[Extracted data entries]
===============

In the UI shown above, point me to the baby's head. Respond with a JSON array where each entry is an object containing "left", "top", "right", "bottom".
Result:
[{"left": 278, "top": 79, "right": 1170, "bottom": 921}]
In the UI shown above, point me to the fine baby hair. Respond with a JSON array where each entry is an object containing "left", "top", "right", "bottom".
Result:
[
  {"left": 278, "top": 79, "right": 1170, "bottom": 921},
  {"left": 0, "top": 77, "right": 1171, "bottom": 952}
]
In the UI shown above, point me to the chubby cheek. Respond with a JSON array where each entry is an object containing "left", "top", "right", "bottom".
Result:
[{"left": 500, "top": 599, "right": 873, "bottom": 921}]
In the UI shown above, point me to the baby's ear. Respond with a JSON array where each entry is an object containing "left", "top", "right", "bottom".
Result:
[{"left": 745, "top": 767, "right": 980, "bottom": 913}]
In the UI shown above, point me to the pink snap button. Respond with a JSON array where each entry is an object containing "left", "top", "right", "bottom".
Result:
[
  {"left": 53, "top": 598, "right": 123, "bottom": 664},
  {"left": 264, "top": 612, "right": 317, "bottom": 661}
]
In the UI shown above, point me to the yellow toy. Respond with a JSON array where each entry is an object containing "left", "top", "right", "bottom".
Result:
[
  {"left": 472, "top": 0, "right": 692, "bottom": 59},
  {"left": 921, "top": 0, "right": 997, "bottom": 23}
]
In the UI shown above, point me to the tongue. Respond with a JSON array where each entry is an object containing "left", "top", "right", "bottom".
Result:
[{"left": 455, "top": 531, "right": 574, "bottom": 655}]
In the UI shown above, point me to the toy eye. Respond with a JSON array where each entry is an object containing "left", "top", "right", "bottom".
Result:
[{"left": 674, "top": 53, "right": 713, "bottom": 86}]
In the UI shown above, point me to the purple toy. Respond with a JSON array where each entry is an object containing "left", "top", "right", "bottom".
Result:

===============

[What the exercise asks] Reproduce every one of the entries above, character for character, with no changes.

[Complete output]
In the UI shown above, point me to the baby's head. Respond with a JSON array where each entry is an object containing "left", "top", "right", "bottom".
Result:
[{"left": 278, "top": 79, "right": 1170, "bottom": 921}]
In the UI shown above, point me to the fine baby hair. Respond with a JSON array where each entry is an object containing "left", "top", "right", "bottom".
Result:
[
  {"left": 278, "top": 79, "right": 1170, "bottom": 921},
  {"left": 0, "top": 77, "right": 1171, "bottom": 952}
]
In the UI shown above, point me to the chubby cheek. Respond with a JSON array where each entry is an object containing "left", "top", "right", "bottom".
Result:
[{"left": 500, "top": 599, "right": 873, "bottom": 921}]
In the UI shown above, point me to the baby's ear. Respond with a JSON array where each entry is an object containing "left", "top", "right", "bottom".
Result:
[{"left": 745, "top": 767, "right": 980, "bottom": 913}]
In the UI shown above, point me to the pink snap button. Respond with a JSON array where each entry is an object containing "left", "top", "right", "bottom".
Result:
[
  {"left": 53, "top": 598, "right": 123, "bottom": 664},
  {"left": 264, "top": 612, "right": 317, "bottom": 661}
]
In the UI shown above, point me to the yellow toy. Respond with a JSON array where each entry is an object containing "left", "top", "right", "bottom".
Result:
[
  {"left": 472, "top": 0, "right": 692, "bottom": 59},
  {"left": 921, "top": 0, "right": 997, "bottom": 23}
]
In the UI shown above, point me to the tongue. Respond with a JSON array where each entry is an object containing "left", "top", "right", "bottom".
Result:
[{"left": 455, "top": 531, "right": 574, "bottom": 655}]
In the UI shown above, point me to the toy eye. Respond with a JSON array where each entry is an object containing "left", "top", "right", "bottom".
Result:
[{"left": 674, "top": 53, "right": 713, "bottom": 86}]
In the UI shown above, point me to the purple toy. Respond with a JSON array where each entry is an object containing "left", "top", "right", "bottom".
Result:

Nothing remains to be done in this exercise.